> **What needs to be done**
With the pictures left out, copy the listing below exactly.

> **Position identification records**
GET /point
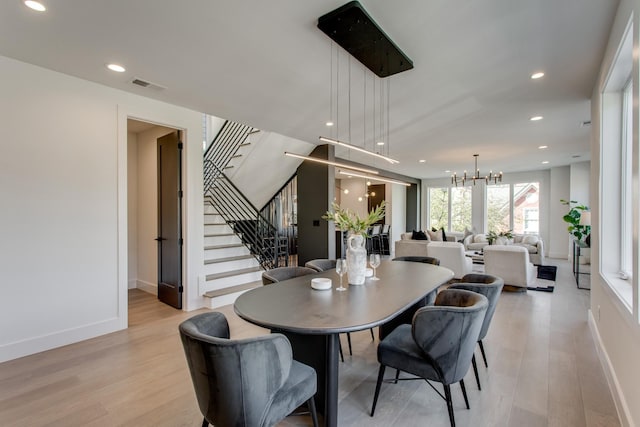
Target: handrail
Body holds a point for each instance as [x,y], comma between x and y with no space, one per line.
[260,236]
[255,232]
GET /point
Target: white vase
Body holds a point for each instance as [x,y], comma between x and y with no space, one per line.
[356,259]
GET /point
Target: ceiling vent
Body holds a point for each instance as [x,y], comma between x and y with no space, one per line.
[147,84]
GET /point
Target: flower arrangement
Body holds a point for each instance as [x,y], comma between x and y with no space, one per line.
[573,219]
[347,220]
[492,236]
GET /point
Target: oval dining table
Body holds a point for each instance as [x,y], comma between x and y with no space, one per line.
[313,319]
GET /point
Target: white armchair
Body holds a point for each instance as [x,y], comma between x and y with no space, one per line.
[451,256]
[511,263]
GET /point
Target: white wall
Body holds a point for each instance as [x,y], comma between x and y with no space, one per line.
[132,217]
[63,178]
[398,213]
[616,331]
[580,179]
[559,238]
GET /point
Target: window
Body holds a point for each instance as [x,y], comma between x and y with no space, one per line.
[439,208]
[498,208]
[617,200]
[450,208]
[513,207]
[460,209]
[525,208]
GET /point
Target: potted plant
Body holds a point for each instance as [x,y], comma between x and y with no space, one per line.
[356,227]
[504,236]
[573,218]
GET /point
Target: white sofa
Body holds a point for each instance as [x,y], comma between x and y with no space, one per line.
[531,242]
[406,246]
[511,263]
[451,256]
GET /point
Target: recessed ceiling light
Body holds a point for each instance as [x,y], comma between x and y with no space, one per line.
[35,5]
[117,68]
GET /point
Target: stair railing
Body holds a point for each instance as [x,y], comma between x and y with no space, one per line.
[261,238]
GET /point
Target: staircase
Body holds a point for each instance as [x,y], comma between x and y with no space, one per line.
[239,242]
[230,268]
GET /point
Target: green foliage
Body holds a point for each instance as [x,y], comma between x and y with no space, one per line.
[347,220]
[492,235]
[573,218]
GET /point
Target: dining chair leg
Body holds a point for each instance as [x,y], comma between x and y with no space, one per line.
[475,371]
[378,384]
[484,356]
[464,393]
[447,394]
[311,403]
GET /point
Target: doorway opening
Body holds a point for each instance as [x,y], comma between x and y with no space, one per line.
[146,233]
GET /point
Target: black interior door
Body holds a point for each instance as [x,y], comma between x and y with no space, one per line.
[170,219]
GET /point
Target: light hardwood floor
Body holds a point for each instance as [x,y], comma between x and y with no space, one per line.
[543,371]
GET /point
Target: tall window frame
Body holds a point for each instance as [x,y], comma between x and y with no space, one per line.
[449,198]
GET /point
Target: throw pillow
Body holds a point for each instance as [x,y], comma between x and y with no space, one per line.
[480,238]
[467,233]
[419,235]
[435,236]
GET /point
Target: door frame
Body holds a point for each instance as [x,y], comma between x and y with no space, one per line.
[189,122]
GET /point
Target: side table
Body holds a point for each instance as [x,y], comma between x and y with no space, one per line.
[577,246]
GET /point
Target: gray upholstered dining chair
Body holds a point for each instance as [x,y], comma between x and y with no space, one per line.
[279,274]
[424,259]
[439,345]
[407,316]
[321,264]
[491,287]
[248,382]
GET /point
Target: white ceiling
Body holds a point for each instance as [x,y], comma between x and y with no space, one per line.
[266,64]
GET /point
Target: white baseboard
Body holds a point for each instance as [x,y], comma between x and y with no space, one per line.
[614,385]
[149,287]
[559,255]
[34,345]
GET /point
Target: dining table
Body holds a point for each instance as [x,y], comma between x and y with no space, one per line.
[313,319]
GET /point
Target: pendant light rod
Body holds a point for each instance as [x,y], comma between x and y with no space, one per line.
[356,148]
[377,178]
[330,163]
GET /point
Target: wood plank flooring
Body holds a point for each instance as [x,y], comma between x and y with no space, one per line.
[543,371]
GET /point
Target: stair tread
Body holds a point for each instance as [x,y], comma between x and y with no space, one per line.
[226,259]
[233,273]
[232,289]
[228,245]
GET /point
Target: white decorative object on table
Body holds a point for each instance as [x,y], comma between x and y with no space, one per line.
[321,283]
[356,259]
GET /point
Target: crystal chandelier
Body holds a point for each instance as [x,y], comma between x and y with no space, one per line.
[495,177]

> **Correct response**
GET /point
Target: handrail
Body holds a point for each instance as [x,y], comma between x and y with no space, one per line.
[260,236]
[255,232]
GET /point
Target: white vase
Body holds a point for each instance as [x,y], comma between x and y with no space, one per line.
[356,259]
GET /point
Target: ceiling vent
Body holds a point for each instance as [x,y], comma between x and y with no space, one per line.
[147,84]
GET /point
Target: flower arrangement
Body holds a point for each instance as [x,y], comma between x and y with no space, one per line.
[573,219]
[347,220]
[492,236]
GET /point
Target: oval dining table
Body holds a point for each instance as [x,y], comma between x and y with no space, one per line.
[313,319]
GET /point
Target: white armchair
Body holds a point for each instance as [x,y], comma between x and y with no space, one per line.
[451,256]
[511,263]
GET /point
Target: white wall
Body holds a point for each instance as [x,y], comma between x and y with no space, one per line.
[132,217]
[63,178]
[398,213]
[616,331]
[580,179]
[559,238]
GET /point
Target: window
Body holds a point for each instance as [x,y], comma between x and y with no space, one per line.
[439,208]
[498,208]
[617,200]
[450,208]
[513,207]
[460,209]
[525,208]
GET /point
Target: potted plant
Body holds a point for each instance as [x,y], comma between x and y with no space, one per line.
[356,227]
[504,236]
[573,218]
GET /point
Target: white sofa
Body holds a point for each instance as [x,y], comma between x and y with no space, one per line.
[531,242]
[406,246]
[511,263]
[451,256]
GET /point
Target: recessed ceiling light
Body holds a point for each instance as [x,y], comma between x and y with no space, one per line.
[35,5]
[117,68]
GET /point
Target: stair railing
Body holds a point for each instance as [x,y], comma between x and y with no space, one per line.
[261,238]
GET /point
Target: staircase
Body holds a point for each instance as [x,y], comma between x and y with no space, one per line.
[239,242]
[230,268]
GET /point
Target: green foliage
Body holds a point for each instance as [x,y], comma between x and y with no space, one per line.
[347,220]
[492,235]
[573,218]
GET /point
Target: dining chair leg
Body holds a point for each instance as [x,y], comma between x and y with no space, one per line.
[475,371]
[378,384]
[484,356]
[464,393]
[447,394]
[311,403]
GET /point
Target: doorway opening
Body holds a point for each instance as [x,y], comma between x and y with no space, one per line.
[146,233]
GET /point
Target: black interior door
Body holds a point for each instance as [x,y], comma between x and y with no space, one per line.
[170,219]
GET /point
Target: light hardwood floor
Body holds a point for each instance as [x,y], comma between x and y with no space, one per line.
[543,371]
GET /point
Target: tall window frame
Body holds a point for each instance as [x,y], comma between x and y with no space, one per line.
[449,198]
GET /point
Target: throw pillow
Body holds a point for each instance as [x,y], comma between x and y with no space, one per line.
[480,238]
[467,233]
[419,235]
[435,236]
GET /point
Target: door frame
Body holds a point for each instance as [x,y], comma between x and y with no space, one per line.
[189,122]
GET /point
Target: side table
Body holds a point for each instance as [x,y], comma between x and y with no space, one per line.
[577,246]
GET /point
Target: gray upholstered dining chair
Body holds a point for each instance as [x,y], comma between x and y with no space, one per line.
[279,274]
[424,259]
[439,345]
[407,316]
[321,264]
[491,287]
[248,382]
GET /point
Target: white ceiling
Body holds a point for each instance as [x,y], comma between x and y with no space, one per line.
[266,64]
GET /point
Target: white baseboard
Body holds a point for each instance as [x,y], comma between x and y with no space, one per line.
[614,385]
[149,287]
[559,255]
[34,345]
GET /point
Target: dining table
Body holds a point for each instance as [x,y], comma between x and y with no space, one per line.
[313,319]
GET /point
Target: pendant light rod
Body holds a point for each instance as [x,y], comma between x and y with no space, one per line.
[356,148]
[377,178]
[330,163]
GET /point
Target: wood plank flooring
Body holds a point for each instance as [x,y], comma between x and y with no space, one per line.
[543,371]
GET /point
Target: stair tread
Body holds a point for each instance as [x,y], comma between x and y with no space, one per line.
[226,259]
[233,273]
[232,289]
[228,245]
GET /point
Target: white decorative object on table
Body holds a point for each instance as [x,y], comma between x and y with no space, one per line.
[321,283]
[356,259]
GET /point
Target: crystal chandelier
Body holds a point for each instance as [x,y], comma between x and y with no space, one per line.
[495,177]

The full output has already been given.